■ **Assigned task**
An exact copy of the entries below is the expected answer.

■ **Extracted records**
▼▼▼
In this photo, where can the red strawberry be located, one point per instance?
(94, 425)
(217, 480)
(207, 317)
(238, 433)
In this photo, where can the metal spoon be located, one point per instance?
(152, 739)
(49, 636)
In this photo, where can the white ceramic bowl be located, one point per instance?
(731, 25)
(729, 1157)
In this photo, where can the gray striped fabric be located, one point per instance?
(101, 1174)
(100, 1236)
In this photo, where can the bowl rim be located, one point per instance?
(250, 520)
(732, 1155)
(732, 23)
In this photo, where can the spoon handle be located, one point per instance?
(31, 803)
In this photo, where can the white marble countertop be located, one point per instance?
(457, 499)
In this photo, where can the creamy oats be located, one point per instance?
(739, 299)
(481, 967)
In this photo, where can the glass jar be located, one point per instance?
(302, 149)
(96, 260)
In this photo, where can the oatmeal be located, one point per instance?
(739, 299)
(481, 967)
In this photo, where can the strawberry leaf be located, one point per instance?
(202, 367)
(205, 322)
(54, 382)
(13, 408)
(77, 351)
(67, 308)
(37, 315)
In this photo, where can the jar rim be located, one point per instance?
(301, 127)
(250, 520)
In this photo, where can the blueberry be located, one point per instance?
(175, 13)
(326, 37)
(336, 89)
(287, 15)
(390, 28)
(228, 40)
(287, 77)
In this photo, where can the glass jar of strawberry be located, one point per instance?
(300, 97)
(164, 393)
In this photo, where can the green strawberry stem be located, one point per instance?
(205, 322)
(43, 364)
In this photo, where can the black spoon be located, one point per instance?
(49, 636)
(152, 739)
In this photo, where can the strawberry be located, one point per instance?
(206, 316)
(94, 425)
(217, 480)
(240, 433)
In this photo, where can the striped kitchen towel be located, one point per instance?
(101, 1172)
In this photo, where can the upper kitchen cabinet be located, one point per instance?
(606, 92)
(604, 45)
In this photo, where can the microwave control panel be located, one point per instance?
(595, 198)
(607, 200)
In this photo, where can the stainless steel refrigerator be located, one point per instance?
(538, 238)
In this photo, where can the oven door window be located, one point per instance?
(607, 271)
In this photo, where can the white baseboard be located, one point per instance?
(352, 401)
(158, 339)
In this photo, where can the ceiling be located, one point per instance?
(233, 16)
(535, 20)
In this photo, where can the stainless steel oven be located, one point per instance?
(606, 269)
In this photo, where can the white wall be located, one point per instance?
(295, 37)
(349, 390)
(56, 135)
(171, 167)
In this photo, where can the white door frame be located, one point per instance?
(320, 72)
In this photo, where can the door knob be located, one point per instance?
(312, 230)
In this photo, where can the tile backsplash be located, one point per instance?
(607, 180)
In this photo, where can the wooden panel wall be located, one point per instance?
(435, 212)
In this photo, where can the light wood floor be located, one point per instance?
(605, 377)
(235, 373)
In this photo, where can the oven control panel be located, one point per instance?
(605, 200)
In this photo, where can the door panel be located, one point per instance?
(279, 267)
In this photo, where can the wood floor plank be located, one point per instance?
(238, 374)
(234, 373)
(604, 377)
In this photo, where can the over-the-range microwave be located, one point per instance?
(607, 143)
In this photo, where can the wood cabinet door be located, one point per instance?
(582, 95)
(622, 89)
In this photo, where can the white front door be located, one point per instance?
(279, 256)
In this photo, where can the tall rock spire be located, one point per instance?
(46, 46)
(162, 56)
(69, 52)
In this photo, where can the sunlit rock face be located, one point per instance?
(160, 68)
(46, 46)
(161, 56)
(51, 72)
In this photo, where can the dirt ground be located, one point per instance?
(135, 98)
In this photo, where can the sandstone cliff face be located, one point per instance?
▲▲▲
■ **Solution for this problem**
In this photo, where can the red strawberry be located, one point per instance?
(94, 425)
(217, 480)
(207, 317)
(238, 433)
In this photo, where can the metal spoon be located, one point per instance?
(152, 739)
(49, 636)
In this photo, where can the white ceramic bowl be located, one point per instance?
(731, 25)
(729, 1157)
In this photo, where can the gray striped fabric be located, one point per instance?
(101, 1174)
(100, 1236)
In this photo, where can the bowl rim be located, one point per instance?
(250, 520)
(732, 1155)
(732, 23)
In this photo, where can the spoon handle be located, one point per instance?
(31, 803)
In this photo, where can the white marble countertop be located, one point per instance?
(457, 499)
In this photo, where can the creamy oats be located, one point per instance?
(739, 299)
(481, 967)
In this photo, where can the glass jar be located, one point per instance?
(302, 149)
(96, 260)
In this photo, where can the oatmeal be located, one point per instance?
(739, 299)
(481, 967)
In this photo, where can the strawberry leaf be located, one point per instance?
(202, 367)
(205, 322)
(54, 382)
(13, 408)
(77, 351)
(67, 308)
(37, 315)
In this photo, where can the jar rim be located, one point per instance?
(301, 127)
(250, 520)
In this photo, where can the blueberry be located, one point per instance?
(175, 13)
(326, 37)
(336, 89)
(287, 15)
(390, 28)
(228, 40)
(287, 77)
In this photo, where can the glass jar of strawberry be located, one point per instance?
(300, 97)
(164, 393)
In this photo, where can the green strawberry stem be located, one point per instance?
(205, 322)
(43, 364)
In this photo, where can the black spoon be located, one point per instance?
(49, 636)
(152, 739)
In this photo, where can the strawberry be located, one point per instance?
(206, 316)
(94, 425)
(217, 480)
(240, 433)
In this photo, where can the striped kitchen towel be located, one point per instance?
(101, 1172)
In this photo, where can the upper kitchen cabinet be located, one point per instance?
(606, 92)
(604, 45)
In this photo, where can the microwave control panel be located, one point per instance?
(595, 198)
(607, 200)
In this photo, where can the stainless steel refrigerator be located, one point per instance?
(538, 238)
In this photo, where can the oven door window be located, one point per instance?
(607, 271)
In this photo, where can the white baseboard be located, one point per instance?
(352, 401)
(158, 339)
In this photo, where can the ceiling be located, one point per instance?
(233, 16)
(535, 20)
In this photo, where can the stainless steel oven be located, one point per instance?
(606, 269)
In this photo, where can the white wall be located, one point per instance?
(295, 37)
(349, 390)
(56, 135)
(171, 167)
In this photo, where can the white door frame be located, one point per instance?
(320, 72)
In this photo, where can the door knob be located, one point per instance?
(312, 230)
In this photo, where can the tile backsplash be located, one point per instance?
(607, 180)
In this photo, where can the wooden panel wall be located, one point per instance?
(435, 212)
In this photo, where can the light wood floor be located, one point per instance?
(605, 377)
(235, 373)
In this photo, where can the oven control panel be located, one point per instance?
(605, 200)
In this photo, where can the door panel be located, one point per instance?
(279, 267)
In this photo, where can the wood floor plank be located, one point per instance?
(238, 374)
(234, 373)
(604, 377)
In this photo, where can the over-the-range microwave be located, one point per instance?
(607, 143)
In this photo, where can the wood cabinet door be located, one point per instance?
(582, 95)
(622, 89)
In this photo, where can the white front door be located, one point per instance?
(279, 256)
In this photo, where can the tall rock spire be located, one point per instance?
(46, 46)
(162, 56)
(69, 52)
In this photo, where can the sunlit rock face be located, one point per instance?
(160, 68)
(46, 46)
(161, 56)
(51, 72)
In this photo, where can the dirt ground be located, one point per instance?
(135, 98)
In this photo, where can the sandstone cliff face be located, one point per instance?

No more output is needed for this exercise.